(INPUT DATA)
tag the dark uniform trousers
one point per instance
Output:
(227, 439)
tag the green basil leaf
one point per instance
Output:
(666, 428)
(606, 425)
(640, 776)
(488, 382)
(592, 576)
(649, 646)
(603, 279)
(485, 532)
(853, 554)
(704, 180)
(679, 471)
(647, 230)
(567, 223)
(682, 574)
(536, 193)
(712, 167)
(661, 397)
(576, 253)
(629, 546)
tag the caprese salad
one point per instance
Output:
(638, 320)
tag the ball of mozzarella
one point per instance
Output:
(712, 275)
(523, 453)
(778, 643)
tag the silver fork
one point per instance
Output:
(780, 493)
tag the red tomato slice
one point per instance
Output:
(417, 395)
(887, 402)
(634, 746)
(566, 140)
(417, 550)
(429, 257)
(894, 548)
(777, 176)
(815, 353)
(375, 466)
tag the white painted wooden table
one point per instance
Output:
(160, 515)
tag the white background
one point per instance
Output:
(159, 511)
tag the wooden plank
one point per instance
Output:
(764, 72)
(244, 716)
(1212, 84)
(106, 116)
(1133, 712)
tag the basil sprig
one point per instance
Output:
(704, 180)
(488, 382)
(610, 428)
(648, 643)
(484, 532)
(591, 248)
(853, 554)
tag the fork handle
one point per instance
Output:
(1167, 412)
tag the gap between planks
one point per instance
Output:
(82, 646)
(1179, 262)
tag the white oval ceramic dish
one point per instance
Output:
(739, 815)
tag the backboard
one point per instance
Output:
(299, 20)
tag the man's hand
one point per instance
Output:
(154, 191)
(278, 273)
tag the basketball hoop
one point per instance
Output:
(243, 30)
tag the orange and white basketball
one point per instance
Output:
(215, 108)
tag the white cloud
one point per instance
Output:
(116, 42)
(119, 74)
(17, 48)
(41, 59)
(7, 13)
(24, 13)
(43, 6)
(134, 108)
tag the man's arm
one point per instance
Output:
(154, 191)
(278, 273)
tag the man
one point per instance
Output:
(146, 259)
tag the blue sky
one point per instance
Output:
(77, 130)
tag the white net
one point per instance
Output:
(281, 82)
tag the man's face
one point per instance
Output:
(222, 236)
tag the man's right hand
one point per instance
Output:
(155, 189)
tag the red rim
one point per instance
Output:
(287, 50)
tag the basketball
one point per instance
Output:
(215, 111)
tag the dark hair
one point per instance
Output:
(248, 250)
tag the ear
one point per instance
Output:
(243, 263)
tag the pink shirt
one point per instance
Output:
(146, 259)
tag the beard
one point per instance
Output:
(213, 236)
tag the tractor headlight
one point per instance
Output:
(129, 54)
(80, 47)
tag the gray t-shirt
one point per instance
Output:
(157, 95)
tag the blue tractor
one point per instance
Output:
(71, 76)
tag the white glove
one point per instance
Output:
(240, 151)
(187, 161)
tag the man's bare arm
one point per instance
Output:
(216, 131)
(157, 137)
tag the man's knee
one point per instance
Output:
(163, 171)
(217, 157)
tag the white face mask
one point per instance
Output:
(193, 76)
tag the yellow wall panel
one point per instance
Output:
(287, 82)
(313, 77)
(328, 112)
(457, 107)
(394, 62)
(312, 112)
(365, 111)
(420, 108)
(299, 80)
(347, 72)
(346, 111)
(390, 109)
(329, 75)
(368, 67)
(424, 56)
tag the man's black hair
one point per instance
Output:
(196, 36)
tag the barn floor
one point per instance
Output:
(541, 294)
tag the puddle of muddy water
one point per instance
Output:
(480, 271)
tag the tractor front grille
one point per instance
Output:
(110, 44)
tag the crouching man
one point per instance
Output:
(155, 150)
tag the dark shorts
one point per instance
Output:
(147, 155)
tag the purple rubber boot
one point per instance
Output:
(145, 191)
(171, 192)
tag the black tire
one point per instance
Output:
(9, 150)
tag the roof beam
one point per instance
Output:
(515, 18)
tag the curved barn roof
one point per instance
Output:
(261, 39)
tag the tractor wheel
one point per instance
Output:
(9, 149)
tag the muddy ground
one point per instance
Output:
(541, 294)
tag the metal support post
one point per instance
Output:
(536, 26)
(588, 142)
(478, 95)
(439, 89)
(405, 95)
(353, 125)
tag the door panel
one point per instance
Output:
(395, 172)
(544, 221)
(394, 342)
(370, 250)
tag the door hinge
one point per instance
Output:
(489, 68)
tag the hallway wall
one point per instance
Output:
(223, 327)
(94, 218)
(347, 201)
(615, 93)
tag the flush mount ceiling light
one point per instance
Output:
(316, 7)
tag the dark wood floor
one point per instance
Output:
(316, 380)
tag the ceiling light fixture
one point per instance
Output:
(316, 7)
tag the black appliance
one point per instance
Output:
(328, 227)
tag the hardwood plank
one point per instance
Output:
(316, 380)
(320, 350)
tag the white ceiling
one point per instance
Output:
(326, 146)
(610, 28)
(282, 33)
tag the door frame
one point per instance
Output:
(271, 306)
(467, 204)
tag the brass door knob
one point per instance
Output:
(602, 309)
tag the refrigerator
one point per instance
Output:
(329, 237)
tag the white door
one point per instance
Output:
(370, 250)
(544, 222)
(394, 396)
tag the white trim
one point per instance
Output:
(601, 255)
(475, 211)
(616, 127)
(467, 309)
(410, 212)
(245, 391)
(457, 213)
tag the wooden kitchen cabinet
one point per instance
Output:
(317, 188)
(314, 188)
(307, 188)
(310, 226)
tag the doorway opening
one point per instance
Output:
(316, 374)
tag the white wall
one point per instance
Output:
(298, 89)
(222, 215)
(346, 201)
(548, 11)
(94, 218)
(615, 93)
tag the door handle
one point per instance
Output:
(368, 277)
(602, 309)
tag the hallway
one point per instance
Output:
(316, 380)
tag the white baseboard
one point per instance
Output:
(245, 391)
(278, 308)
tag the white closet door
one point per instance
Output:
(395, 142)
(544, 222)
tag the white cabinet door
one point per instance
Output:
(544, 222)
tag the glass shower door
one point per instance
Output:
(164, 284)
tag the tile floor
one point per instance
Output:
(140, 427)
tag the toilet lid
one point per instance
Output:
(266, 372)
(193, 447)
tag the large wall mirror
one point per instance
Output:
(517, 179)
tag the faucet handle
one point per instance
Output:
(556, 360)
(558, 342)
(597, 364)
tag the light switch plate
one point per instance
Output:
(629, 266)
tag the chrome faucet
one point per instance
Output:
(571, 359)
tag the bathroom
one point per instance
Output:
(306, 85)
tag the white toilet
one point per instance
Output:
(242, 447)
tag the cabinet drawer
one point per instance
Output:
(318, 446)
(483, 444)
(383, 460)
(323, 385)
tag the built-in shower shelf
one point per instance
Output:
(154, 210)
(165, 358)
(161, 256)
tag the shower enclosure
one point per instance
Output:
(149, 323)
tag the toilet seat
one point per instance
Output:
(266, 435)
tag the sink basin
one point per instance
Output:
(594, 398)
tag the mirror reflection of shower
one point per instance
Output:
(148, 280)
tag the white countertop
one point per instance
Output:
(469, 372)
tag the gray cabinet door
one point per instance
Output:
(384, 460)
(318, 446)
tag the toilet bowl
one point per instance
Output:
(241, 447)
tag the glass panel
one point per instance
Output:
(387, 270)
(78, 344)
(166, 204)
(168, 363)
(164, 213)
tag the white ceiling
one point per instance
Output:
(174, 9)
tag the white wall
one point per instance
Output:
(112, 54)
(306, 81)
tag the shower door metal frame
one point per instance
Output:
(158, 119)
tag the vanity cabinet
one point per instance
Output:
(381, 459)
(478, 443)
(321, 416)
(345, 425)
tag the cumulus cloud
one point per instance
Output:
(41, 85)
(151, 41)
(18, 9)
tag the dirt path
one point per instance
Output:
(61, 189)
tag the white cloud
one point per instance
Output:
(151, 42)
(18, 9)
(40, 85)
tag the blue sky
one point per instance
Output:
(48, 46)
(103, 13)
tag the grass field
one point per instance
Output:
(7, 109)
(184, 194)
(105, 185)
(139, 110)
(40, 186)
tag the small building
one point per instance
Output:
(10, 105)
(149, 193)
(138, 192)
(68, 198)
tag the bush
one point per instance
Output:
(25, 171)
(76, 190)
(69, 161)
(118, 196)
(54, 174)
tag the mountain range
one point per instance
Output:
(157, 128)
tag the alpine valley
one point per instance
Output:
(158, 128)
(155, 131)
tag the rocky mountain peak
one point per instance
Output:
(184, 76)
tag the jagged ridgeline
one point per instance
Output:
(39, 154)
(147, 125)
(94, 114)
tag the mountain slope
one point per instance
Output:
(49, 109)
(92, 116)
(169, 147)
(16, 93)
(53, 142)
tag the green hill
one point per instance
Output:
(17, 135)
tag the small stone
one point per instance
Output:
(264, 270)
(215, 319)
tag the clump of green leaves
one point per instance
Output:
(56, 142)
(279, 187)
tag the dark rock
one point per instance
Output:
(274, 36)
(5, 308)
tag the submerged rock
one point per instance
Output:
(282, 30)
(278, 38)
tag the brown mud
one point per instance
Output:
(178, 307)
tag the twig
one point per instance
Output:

(PROMPT)
Within the listing, how many lines hold the string "basil"? Answer with the number alone.

(YOUR SOLUTION)
2